Copy the data exactly; pictures stay out of the copy.

[Recorded information Boundary: Start]

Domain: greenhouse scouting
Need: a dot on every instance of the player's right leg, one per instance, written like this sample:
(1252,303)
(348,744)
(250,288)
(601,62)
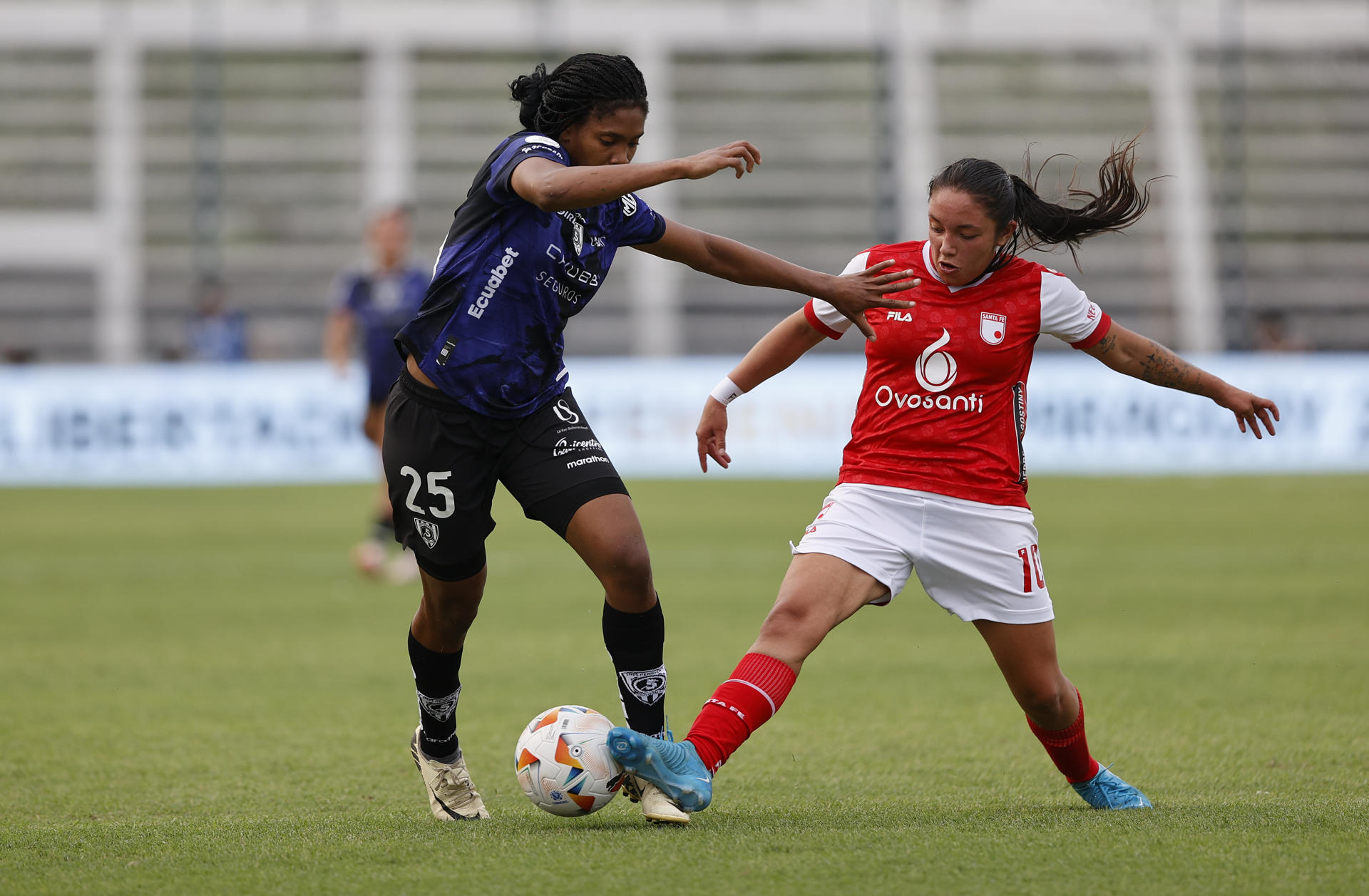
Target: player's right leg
(818,594)
(440,463)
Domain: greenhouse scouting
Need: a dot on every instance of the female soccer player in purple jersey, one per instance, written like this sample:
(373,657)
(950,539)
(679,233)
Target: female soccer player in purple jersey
(483,396)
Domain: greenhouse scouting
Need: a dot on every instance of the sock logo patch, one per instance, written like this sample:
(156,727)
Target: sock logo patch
(647,687)
(440,708)
(428,531)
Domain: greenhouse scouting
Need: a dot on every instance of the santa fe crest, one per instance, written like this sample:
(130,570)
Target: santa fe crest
(428,530)
(993,327)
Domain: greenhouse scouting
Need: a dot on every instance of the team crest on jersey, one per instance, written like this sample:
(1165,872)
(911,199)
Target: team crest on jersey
(428,531)
(577,230)
(993,327)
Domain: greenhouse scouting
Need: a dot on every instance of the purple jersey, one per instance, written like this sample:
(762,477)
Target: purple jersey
(508,278)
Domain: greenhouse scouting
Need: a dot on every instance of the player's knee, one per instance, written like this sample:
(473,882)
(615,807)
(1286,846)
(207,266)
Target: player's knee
(627,571)
(790,619)
(1042,699)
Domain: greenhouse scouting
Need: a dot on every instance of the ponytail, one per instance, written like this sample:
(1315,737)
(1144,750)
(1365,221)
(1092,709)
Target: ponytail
(1119,202)
(583,85)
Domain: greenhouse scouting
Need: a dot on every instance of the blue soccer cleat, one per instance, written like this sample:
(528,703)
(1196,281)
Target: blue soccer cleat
(672,768)
(1107,791)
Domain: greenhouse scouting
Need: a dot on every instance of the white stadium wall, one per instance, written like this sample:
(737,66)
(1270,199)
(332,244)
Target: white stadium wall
(300,422)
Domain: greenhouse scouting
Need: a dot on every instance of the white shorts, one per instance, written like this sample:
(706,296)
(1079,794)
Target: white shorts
(976,560)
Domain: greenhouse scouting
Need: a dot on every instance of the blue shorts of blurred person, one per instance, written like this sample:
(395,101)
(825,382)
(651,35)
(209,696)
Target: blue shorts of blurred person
(369,307)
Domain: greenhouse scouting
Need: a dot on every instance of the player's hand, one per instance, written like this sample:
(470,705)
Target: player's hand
(712,434)
(1250,408)
(856,293)
(739,155)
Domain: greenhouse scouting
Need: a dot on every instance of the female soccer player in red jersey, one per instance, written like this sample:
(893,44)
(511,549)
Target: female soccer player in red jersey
(483,397)
(933,479)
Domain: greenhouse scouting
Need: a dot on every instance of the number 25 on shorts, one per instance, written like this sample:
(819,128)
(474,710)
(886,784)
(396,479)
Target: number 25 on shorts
(1031,567)
(434,489)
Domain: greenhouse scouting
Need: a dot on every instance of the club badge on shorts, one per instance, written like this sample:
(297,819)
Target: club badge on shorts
(993,327)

[Recorded information Boundary: End]

### Exercise result
Domain: greenhouse scouting
Need: a dot on every instance of the player's right leg, one per instance, written like this sample:
(1252,303)
(348,744)
(250,288)
(601,62)
Target: player's right leg
(818,594)
(440,463)
Domain: greenhouse scouting
Need: a dot on every instance of the female soccer player in purple jersey, one per instance, written like this sample:
(373,657)
(950,539)
(679,233)
Target: female soccer player in purple jersey
(483,396)
Domain: greenhouse scouting
Need: a dot on every instance of the sock logo patch, one per instance, written like this sample:
(156,727)
Target: sock logo patch
(647,687)
(440,708)
(428,531)
Domain: greenhouse scouting
Need: a dot on every instance of the santa fe crest, one per instance, written like this sample:
(130,570)
Target: santa fe crest
(428,530)
(993,327)
Domain: greenhouse scouting
Need: a dot on every instance of the team crest on jersey, one per instance, written like this sample:
(1165,872)
(911,199)
Target: team crest on jersey
(428,531)
(577,230)
(993,327)
Domain: greenhouse scouting
Need: a dot on every instance of the purple jersey, one per instance, written like this sample:
(762,477)
Target: purple jersey
(508,278)
Domain: greenhouse scouting
Need: a dot on every instance of the player's knee, one per instance, written like this sample:
(473,882)
(615,807)
(1286,846)
(207,266)
Target: player's knee
(627,571)
(790,619)
(1042,699)
Domain: greenhouse scouting
Need: a dot on every instance of the ponytail, one per instance, written like this sample:
(1315,737)
(1144,750)
(1365,221)
(1092,709)
Target: ponytail
(1119,202)
(583,85)
Domain: greenhouse scouting
Need: a dot on every instance of the blue soccer cleat, one per instance, written like this sample:
(528,703)
(1196,281)
Target: blue soccer cleat
(672,768)
(1107,791)
Domain: greenhouse scouting
Need: a dot on every instance of the white stadium wall, one per instance, written like this sample:
(737,66)
(1270,199)
(332,244)
Target: white stadium wall
(300,422)
Domain: greenhouse scouting
Need: a dot on every instance of the white shorts, one per instance, written like this sample:
(706,296)
(1079,794)
Target: white shorts
(976,560)
Domain: greenhouse scouting
Need: a dot on every instance of the blue shorts of blurred person, one per instance, written like this sample:
(395,101)
(825,382)
(651,35)
(209,696)
Target: blue shorts of blurred person
(369,307)
Domain: greenhouse scouting
Need: a dot on every instance of the player's hand, one per instance, written like this sample:
(470,705)
Target: player's hand
(712,434)
(1250,408)
(856,293)
(739,155)
Domain: greenhouse scouting
Need: a dot on every instance of the female soccer player in red jersey, one per instance, written like this sample:
(893,44)
(511,549)
Target: female soccer player in red jersey
(483,397)
(933,479)
Domain: greenhouse scouting
Need: a dot on every instance of the number 25 on shorts, one per instance, written like this sample:
(819,128)
(474,710)
(886,784)
(396,479)
Target: number 25 on shorts
(1031,567)
(434,489)
Domain: greenhouse scouting
Need: a dot on every instance of the club badge on shorts, one per instance, written like this sample:
(297,819)
Target: club badge on shorts
(993,327)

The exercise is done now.